_PASSAGE_
The Bible passage for meditation, prayer, and reflection, for the week of August 24-30, 2014, is John 10:25-30.  Jesus has been asked to speak plainly and tell those listening if He was really the Messiah.  Jesus had been performing miracles, granting forgiveness, and teaching without being trained, yet they still demanded more proof!  In response, Jesus again turns to the metaphor of a sheep and a shepherd.  As you meditate on, pray over, and reflect upon this week’s passage, consider to which flock you belong: that of Jesus or the world?

 

Jesus answered them,“I told you, and you do not believe. The works that I do in my Father's name bear witness about me,but you do not believe because you are not among my sheep.My sheep hear my voice, and I know them, and they follow me.I give them eternal life, and they will never perish, and no one will snatch them out of my hand.My Father, who has given them to me, is greater than all, and no one is able to snatch them out of the Father's hand.I and the Father are one.”  (John 10:25-30, ESV)

_WHAT TO WORK ON_
Copy out the weekly devotional on John 10:25-30 word for word, from start to finish.

_RECORDS PROVIDED_
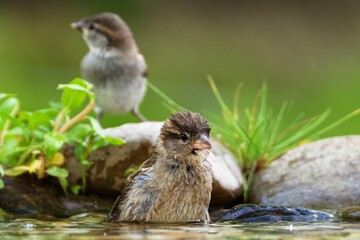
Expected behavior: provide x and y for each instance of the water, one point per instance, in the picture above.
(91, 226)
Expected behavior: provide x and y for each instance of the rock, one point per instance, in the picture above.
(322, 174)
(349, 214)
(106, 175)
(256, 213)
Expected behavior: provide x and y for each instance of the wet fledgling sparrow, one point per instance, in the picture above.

_RESULT FOR THIS EXERCISE_
The Bible passage for meditation, prayer, and reflection, for the week of August 24-30, 2014, is John 10:25-30.  Jesus has been asked to speak plainly and tell those listening if He was really the Messiah.  Jesus had been performing miracles, granting forgiveness, and teaching without being trained, yet they still demanded more proof!  In response, Jesus again turns to the metaphor of a sheep and a shepherd.  As you meditate on, pray over, and reflect upon this week’s passage, consider to which flock you belong: that of Jesus or the world?

 

Jesus answered them,“I told you, and you do not believe. The works that I do in my Father's name bear witness about me,but you do not believe because you are not among my sheep.My sheep hear my voice, and I know them, and they follow me.I give them eternal life, and they will never perish, and no one will snatch them out of my hand.My Father, who has given them to me, is greater than all, and no one is able to snatch them out of the Father's hand.I and the Father are one.”  (John 10:25-30, ESV)